WORK TO COMPLETE> Reproduce exactly, and only, the lines running from the start of the entries below to the line containing "Where can you see the dark".

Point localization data
========
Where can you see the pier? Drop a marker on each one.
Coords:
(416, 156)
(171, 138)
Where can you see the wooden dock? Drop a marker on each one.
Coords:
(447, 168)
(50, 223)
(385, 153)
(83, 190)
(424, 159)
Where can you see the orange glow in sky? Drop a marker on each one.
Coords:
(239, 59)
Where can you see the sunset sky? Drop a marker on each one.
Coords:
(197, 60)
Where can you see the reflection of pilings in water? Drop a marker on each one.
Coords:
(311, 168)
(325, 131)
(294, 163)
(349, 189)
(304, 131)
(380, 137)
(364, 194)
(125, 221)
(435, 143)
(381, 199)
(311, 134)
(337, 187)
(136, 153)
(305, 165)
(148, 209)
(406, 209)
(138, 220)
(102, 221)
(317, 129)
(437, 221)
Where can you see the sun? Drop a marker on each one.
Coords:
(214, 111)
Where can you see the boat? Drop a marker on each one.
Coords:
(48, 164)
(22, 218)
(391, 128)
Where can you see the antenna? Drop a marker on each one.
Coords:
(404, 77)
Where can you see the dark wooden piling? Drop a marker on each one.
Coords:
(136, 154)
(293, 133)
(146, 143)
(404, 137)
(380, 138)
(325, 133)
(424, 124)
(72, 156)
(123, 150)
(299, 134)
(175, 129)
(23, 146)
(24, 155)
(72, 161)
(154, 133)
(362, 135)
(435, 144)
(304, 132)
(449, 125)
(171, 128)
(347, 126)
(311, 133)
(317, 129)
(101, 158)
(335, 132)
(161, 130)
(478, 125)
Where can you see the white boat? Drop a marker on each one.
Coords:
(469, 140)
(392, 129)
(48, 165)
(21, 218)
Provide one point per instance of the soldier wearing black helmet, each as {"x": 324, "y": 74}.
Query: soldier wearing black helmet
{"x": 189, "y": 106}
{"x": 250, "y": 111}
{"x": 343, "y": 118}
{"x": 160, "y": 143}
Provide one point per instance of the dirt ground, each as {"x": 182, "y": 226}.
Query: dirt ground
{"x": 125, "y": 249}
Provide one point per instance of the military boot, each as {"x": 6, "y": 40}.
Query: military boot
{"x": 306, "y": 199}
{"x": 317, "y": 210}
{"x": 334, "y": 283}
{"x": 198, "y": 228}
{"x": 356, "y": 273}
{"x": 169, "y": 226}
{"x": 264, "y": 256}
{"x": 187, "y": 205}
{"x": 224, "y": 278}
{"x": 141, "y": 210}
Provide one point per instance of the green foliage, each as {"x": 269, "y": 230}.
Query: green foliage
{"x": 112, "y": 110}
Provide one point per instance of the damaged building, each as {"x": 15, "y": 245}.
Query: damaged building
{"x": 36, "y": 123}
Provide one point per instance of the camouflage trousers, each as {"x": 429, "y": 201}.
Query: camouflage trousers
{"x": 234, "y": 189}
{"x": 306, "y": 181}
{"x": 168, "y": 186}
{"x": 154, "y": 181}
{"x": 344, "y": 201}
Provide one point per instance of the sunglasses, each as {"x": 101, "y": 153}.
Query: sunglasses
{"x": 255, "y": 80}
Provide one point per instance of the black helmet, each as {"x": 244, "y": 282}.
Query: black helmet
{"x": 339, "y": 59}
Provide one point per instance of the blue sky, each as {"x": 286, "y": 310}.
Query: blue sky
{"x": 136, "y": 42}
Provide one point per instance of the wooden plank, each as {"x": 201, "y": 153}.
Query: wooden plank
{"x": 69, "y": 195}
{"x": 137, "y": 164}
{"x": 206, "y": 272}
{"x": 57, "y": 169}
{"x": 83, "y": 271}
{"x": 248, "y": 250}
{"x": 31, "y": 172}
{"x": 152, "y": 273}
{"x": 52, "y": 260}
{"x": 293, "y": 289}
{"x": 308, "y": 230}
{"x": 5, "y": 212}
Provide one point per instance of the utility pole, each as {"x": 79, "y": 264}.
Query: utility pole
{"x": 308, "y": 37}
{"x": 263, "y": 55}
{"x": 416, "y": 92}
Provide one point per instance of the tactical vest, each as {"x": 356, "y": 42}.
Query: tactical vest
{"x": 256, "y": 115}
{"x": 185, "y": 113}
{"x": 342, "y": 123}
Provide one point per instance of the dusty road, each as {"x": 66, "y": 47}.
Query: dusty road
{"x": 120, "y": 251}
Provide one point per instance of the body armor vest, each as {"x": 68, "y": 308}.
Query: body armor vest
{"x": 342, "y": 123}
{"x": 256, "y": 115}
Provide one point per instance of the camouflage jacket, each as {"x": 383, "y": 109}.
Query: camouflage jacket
========
ANSWER BOX>
Where can you see the pier? Drop a marker on each one.
Coords:
(416, 156)
(171, 138)
Where can you see the wooden dock? Drop a marker on each one.
Coords:
(447, 168)
(50, 223)
(385, 153)
(83, 190)
(424, 159)
Where can you see the orange glow in sky? Drop a marker on each one.
Coords:
(239, 59)
Where can you see the sunset sky? Drop a marker on each one.
Coords:
(197, 60)
Where can you see the reflection of pilings in water? Drop a marker on each one.
Coords:
(311, 168)
(325, 131)
(294, 163)
(349, 189)
(304, 131)
(380, 137)
(364, 194)
(125, 221)
(435, 143)
(381, 199)
(311, 134)
(337, 187)
(136, 153)
(305, 165)
(148, 209)
(406, 209)
(138, 220)
(102, 221)
(317, 129)
(437, 221)
Where can you see the sun? Drop a marker on each one.
Coords:
(214, 111)
Where can you see the boat? Drop a marker on each one.
Coords:
(48, 164)
(22, 218)
(391, 128)
Where can you see the antenna? Drop a marker on each one.
Coords:
(404, 77)
Where can you see the dark wooden piling? Drop a marker on each one.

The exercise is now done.